INFORMATION GIVEN
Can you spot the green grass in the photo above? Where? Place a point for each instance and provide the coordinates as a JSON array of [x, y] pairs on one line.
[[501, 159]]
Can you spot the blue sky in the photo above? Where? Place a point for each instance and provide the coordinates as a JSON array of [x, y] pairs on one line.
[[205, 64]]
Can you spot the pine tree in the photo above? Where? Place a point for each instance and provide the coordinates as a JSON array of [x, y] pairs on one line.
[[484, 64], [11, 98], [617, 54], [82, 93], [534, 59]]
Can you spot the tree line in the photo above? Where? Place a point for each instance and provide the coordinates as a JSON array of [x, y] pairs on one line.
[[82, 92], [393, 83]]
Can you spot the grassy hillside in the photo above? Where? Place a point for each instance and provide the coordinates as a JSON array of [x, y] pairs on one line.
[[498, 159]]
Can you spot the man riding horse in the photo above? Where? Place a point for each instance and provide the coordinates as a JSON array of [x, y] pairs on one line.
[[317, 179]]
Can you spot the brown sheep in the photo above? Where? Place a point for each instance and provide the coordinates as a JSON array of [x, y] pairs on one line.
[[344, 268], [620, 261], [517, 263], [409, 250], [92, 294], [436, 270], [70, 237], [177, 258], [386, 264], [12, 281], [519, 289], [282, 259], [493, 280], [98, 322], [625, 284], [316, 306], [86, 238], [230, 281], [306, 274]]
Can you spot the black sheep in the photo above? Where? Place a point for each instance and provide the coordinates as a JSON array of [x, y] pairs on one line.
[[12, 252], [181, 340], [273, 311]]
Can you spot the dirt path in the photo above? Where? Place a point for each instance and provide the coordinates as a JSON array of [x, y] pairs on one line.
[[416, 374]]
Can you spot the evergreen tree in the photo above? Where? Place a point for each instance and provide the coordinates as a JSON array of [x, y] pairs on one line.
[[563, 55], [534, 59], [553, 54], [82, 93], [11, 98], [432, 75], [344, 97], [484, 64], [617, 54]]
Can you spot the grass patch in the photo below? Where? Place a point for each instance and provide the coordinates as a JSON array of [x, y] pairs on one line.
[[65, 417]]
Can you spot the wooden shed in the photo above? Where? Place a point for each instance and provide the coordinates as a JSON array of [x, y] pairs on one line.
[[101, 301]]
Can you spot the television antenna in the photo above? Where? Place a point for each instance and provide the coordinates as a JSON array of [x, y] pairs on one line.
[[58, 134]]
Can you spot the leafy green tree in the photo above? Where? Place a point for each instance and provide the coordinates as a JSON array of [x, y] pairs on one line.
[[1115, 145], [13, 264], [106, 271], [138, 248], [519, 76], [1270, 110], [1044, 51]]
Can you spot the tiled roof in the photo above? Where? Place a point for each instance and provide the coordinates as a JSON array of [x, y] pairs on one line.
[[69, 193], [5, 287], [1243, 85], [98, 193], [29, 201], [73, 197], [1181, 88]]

TRY IT
Copy exactly. Include the line containing "Can you spot the tiled" and every later line through the end of the listing, and nothing else.

EXPECTED OUTPUT
Can you spot the tiled roof in the photo above? Where? Place a point for each instance and provide the coordinates as a JSON array of [x, y] pairs on one line.
[[69, 193], [5, 287], [1243, 85], [98, 193], [29, 201], [73, 197], [1181, 88]]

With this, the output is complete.